#### Work task
Wherever the listing holds a picture, leave it out, and copy the remainder exactly.
─── Supplied data
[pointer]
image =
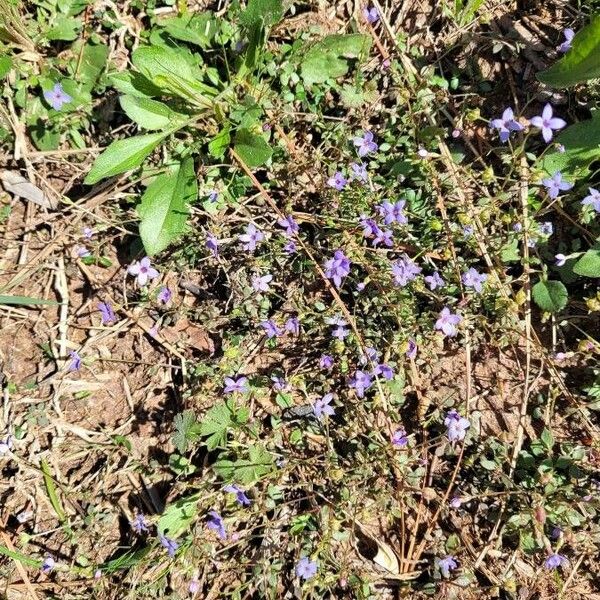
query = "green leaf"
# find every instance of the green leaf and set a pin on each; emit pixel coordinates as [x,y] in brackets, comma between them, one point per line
[589,264]
[25,301]
[258,12]
[165,207]
[327,59]
[580,63]
[195,28]
[178,516]
[124,155]
[148,113]
[253,149]
[550,296]
[581,142]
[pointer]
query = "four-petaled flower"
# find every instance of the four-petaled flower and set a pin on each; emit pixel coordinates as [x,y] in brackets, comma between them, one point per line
[289,224]
[365,144]
[143,271]
[260,283]
[566,45]
[168,544]
[139,523]
[251,238]
[322,406]
[337,181]
[399,438]
[404,270]
[239,385]
[447,322]
[547,123]
[555,185]
[592,199]
[56,97]
[215,522]
[457,426]
[361,382]
[506,124]
[306,568]
[555,560]
[434,281]
[337,268]
[240,495]
[447,564]
[472,278]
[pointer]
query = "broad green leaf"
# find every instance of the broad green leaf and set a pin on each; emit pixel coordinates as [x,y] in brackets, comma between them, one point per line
[165,207]
[195,28]
[148,113]
[25,301]
[581,63]
[267,12]
[178,516]
[551,296]
[581,142]
[252,148]
[124,155]
[327,59]
[589,264]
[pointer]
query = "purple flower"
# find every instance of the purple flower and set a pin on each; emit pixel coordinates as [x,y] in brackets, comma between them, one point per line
[164,295]
[290,226]
[48,564]
[472,278]
[555,560]
[434,281]
[261,283]
[215,522]
[108,316]
[292,325]
[240,495]
[143,271]
[383,370]
[75,361]
[271,328]
[447,322]
[555,185]
[306,568]
[361,382]
[139,523]
[547,123]
[404,270]
[506,124]
[326,362]
[337,181]
[337,268]
[322,406]
[399,438]
[566,45]
[393,213]
[290,247]
[168,544]
[457,426]
[371,15]
[446,565]
[251,237]
[56,97]
[359,172]
[212,243]
[592,199]
[365,144]
[239,385]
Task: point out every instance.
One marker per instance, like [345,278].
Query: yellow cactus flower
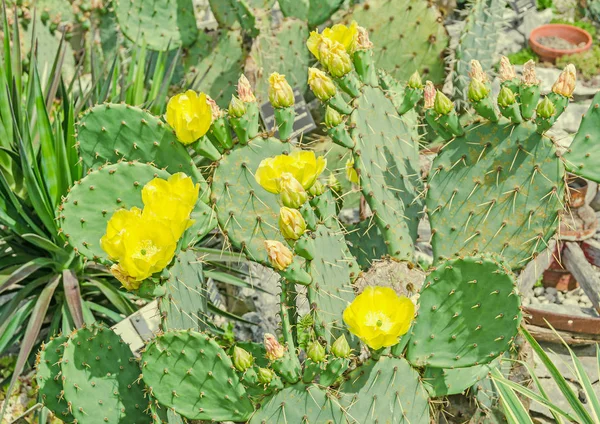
──────
#### Finished task
[pointer]
image =
query = "green leaf"
# find every instance of the green leaf and set a pin on each; emit pixel coordinates as [x,y] in brackets, comma between them, one point per line
[589,264]
[25,301]
[258,12]
[165,207]
[327,59]
[580,63]
[195,28]
[178,516]
[124,155]
[148,113]
[253,149]
[550,296]
[581,142]
[pointer]
query = "four-petaled flower"
# find every instance of the four-petaled flower and set a pin on each; emit pixel coordinates as [x,y] in brackets, comma between them, one point per line
[289,224]
[365,144]
[143,271]
[260,283]
[566,45]
[168,544]
[139,523]
[251,238]
[322,406]
[337,181]
[399,438]
[404,270]
[239,385]
[447,322]
[547,123]
[555,185]
[592,199]
[56,97]
[215,522]
[457,426]
[361,382]
[506,124]
[306,568]
[555,560]
[434,281]
[337,268]
[240,495]
[447,564]
[472,278]
[pointer]
query = "broad green leaf"
# find every instance of the broad green leaf and set a pin on each; emit pixel coordinates as [x,y] in brackets, comma between them, one point per line
[165,207]
[195,28]
[148,113]
[25,301]
[581,63]
[267,12]
[178,516]
[551,296]
[581,142]
[252,148]
[124,155]
[327,59]
[589,264]
[pointer]
query = "purple flower"
# find every instance of the purple flower and set a pin on each; emit pixel coordinates as [x,y] in brackets, comma between them, one point per line
[164,295]
[290,226]
[48,564]
[472,278]
[555,560]
[434,281]
[261,283]
[215,522]
[108,316]
[292,325]
[240,495]
[143,271]
[383,370]
[75,361]
[271,328]
[447,322]
[555,185]
[306,568]
[361,382]
[139,523]
[547,123]
[404,270]
[506,124]
[326,362]
[337,181]
[337,268]
[322,406]
[399,438]
[566,45]
[393,213]
[290,247]
[168,544]
[457,426]
[371,15]
[446,565]
[251,237]
[56,97]
[359,172]
[212,243]
[592,199]
[365,144]
[239,385]
Task: point out every instance.
One marker per instance, like [345,278].
Query: yellow cactus flower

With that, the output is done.